◆ To be done
Return every line of the records below verbatim, with no pictures in the copy.

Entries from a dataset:
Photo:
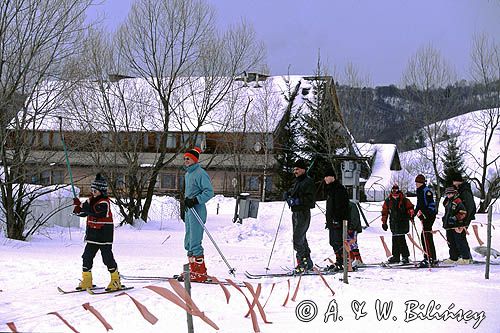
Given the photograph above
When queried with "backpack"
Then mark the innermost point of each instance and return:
(431, 206)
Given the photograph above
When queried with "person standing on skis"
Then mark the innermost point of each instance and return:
(426, 212)
(197, 191)
(300, 199)
(399, 209)
(98, 233)
(337, 211)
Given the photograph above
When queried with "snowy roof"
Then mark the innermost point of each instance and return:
(381, 178)
(135, 105)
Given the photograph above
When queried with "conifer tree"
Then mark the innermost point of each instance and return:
(453, 162)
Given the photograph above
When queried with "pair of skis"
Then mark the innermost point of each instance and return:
(92, 291)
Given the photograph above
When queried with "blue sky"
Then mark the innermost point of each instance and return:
(378, 37)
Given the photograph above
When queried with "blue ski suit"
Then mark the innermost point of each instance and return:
(197, 185)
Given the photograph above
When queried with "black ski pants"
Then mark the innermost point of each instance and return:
(459, 247)
(106, 253)
(336, 241)
(399, 247)
(428, 240)
(300, 221)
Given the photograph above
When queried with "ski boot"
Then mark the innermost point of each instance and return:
(115, 283)
(198, 269)
(86, 281)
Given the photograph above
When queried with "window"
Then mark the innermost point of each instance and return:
(252, 183)
(57, 177)
(45, 139)
(45, 177)
(56, 140)
(119, 180)
(200, 141)
(167, 180)
(171, 140)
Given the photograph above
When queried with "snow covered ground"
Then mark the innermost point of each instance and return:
(31, 271)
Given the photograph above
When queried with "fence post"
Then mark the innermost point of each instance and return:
(488, 243)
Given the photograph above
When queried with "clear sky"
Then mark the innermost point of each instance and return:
(377, 36)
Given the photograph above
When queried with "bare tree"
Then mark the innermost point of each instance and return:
(426, 77)
(485, 70)
(37, 39)
(174, 45)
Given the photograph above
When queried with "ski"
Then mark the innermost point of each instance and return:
(286, 274)
(103, 291)
(417, 267)
(175, 277)
(387, 265)
(62, 291)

◆ Solution to the exercise
Photo:
Given the photograph above
When queried with "backpack"
Then mark the innermost point of each instance and return:
(431, 206)
Given the photograph above
When queried with "person standing on skis"
Then mark the innermost point of each instance and return:
(426, 212)
(197, 191)
(300, 199)
(399, 209)
(98, 233)
(337, 211)
Given the photograph above
When queried with "snowy roof"
Then mark the innermost point of each instance and return:
(381, 178)
(135, 105)
Given the photograph above
When queried with "conifer tree"
Then mark the innermost point of each instance and return:
(453, 162)
Given the photograph above
When queried with "pair of skis"
Then mark the innermost point of each instance and return:
(92, 291)
Given the photograph above
When queried with "blue sky"
Then mark the innermost point of each instance and return:
(378, 37)
Given the photograph above
When queried with "blue ski suit"
Then mark the innermost point of each instance and return:
(197, 185)
Given the photograph above
When queried with "black ski pants"
Then mark the innermost point of each instance and return:
(459, 247)
(106, 253)
(336, 241)
(399, 247)
(428, 240)
(300, 221)
Given the photograph above
When queried with "ski boot"
Then mark the innermost point of each instance and return:
(115, 283)
(198, 269)
(86, 281)
Given the photograph above
When queried with "window"
Then mark the innermost point of each instance and return:
(252, 183)
(57, 177)
(45, 139)
(45, 177)
(56, 140)
(119, 180)
(200, 141)
(167, 180)
(171, 140)
Given the photograph above
When queried with "snow covered ground"
Then mark the innermost point of each instance and return:
(31, 271)
Given the photograph above
When queried with "fence post"
Then mark the innermost point of each instance and return:
(488, 243)
Given the photograph above
When queried with "clear sky"
Then mark the innermost point of each instance and return:
(377, 36)
Given the photograph above
When queried with "bare tree"
Then mark the innermost point of each instance and return:
(426, 77)
(485, 70)
(37, 39)
(174, 45)
Given the photograph above
When queried with "ski"
Then mark the innermost point of each instance and return:
(286, 274)
(103, 291)
(417, 267)
(175, 277)
(387, 265)
(62, 291)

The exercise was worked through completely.